Sin embargo, la política de la identidad (identity politics) surgió de las luchas de los grupos dominados y subalternos —los afroamericanos, las mujeres, los homosexuales— que se sumaron a una crisis mayor de la identidad estadounidense tradicional, provocada por la Guerra de Vietnam. Más tarde, con la crisis del marxismo y el final del socialismo real, la noción de identidad comenzó a reemplazar a la de clase en las ciencias humanas y sociales.
En Francia, la Guerra de Argelia fue un trauma, y causó que quedase latente, reprimida, la cuestión colonial durante más de treinta años; luego vimos un «retorno de lo reprimido» más bien conflictivo. De pronto, la cuestión colonial regresó con fuerza, y se entrelazó con la «provincialización» de Europa. La imagen de la nación asimiladora —el modelo al cual deben asimilarse los aspirantes a la ciudadanía— es cada vez menos aceptada por parte de los inmigrantes, y ya no resulta conveniente para las naciones que los reciben. De ahí que el Ministerio de la Inmigración y la Identidad Nacional inventado por Sarkozy, que no era otra cosa que la versión paroxística de ese modelo, haya generado un rechazo tan rotundo. De hecho, esa concepción es una herencia de la Francia colonial y de su «misión civilizadora». En los Estados Unidos, el poscolonialismo fue el espejo, en las ciencias sociales, de una mutación del país, cada vez menos wasp (blanco, anglosajón y protestante), y cada vez más asiático, negro y latino. En Francia, expresa el surgimiento de las minorías nacidas de la inmigración poscolonial y adopta la forma de una nueva impugnación del relato nacional republicano. En distintas formas, se plantea la misma pregunta en Europa entera, a veces dramáticamente, en primer término con países como Italia, que pocas décadas dejaron de ser punto de partida de migrantes para convertirse en punto de llegada. Bajo estas condiciones, preservar un código de nacionalidad basado exclusivamente sobre el ius sanguinis [derecho de sangre] antes que sobre el ius soli [derecho del suelo] es una completa aberración. El poscolonialismo constituye un desafío para repensar y modificar el principio de ciudadanía, ya que suscita una saludable reflexión acerca de su sustrato antropológico y cultural.
—La crítica del colonialismo ya estaba presente en el siglo XX: por ejemplo, en el «Manifiesto de los 121» por el derecho a la insubordinación durante la Guerra de Argelia, o también en el prólogo de Sartre a Los condenados de la tierra de Frantz Fanon. ¿Qué cambió con la crítica poscolonial?

═══

ENUNCIADO: Reproduzca literalmente el pasaje del texto sobre el poscolonialismo que comienza en las palabras "Sin embargo, la" y termina después de "humanas y sociales.". Apóyese únicamente en el texto sobre el poscolonialismo.

DATOS PROPORCIONADOS:
═══

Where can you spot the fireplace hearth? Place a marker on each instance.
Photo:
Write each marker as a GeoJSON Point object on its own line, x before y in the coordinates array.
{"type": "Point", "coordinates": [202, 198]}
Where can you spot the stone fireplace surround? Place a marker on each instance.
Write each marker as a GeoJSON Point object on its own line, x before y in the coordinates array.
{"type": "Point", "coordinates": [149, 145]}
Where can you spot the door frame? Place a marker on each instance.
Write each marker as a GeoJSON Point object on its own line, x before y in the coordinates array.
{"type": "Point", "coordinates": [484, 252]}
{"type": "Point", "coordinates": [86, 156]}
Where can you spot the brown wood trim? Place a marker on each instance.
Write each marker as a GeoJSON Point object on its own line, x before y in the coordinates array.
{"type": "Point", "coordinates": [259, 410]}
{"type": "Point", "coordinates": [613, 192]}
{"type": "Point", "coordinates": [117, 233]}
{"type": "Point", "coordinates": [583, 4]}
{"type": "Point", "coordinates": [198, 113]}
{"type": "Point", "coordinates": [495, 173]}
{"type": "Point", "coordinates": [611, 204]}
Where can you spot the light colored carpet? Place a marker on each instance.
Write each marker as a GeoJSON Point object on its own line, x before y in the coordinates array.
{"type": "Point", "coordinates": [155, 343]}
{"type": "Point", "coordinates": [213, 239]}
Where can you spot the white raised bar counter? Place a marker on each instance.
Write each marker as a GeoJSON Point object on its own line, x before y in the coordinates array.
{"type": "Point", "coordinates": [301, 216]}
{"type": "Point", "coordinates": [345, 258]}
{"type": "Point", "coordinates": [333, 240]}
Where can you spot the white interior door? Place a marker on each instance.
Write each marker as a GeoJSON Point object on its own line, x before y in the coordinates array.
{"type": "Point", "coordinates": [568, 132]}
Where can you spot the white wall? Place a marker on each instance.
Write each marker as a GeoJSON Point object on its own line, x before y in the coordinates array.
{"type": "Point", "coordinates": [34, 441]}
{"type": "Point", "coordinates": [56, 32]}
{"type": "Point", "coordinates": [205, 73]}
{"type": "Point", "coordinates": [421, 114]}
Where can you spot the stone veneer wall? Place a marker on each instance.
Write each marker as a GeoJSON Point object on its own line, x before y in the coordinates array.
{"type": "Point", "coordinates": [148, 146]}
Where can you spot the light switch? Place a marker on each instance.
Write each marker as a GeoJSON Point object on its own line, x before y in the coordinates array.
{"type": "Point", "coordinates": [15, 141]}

═══

RESPUESTA:
Sin embargo, la política de la identidad (identity politics) surgió de las luchas de los grupos dominados y subalternos —los afroamericanos, las mujeres, los homosexuales— que se sumaron a una crisis mayor de la identidad estadounidense tradicional, provocada por la Guerra de Vietnam. Más tarde, con la crisis del marxismo y el final del socialismo real, la noción de identidad comenzó a reemplazar a la de clase en las ciencias humanas y sociales.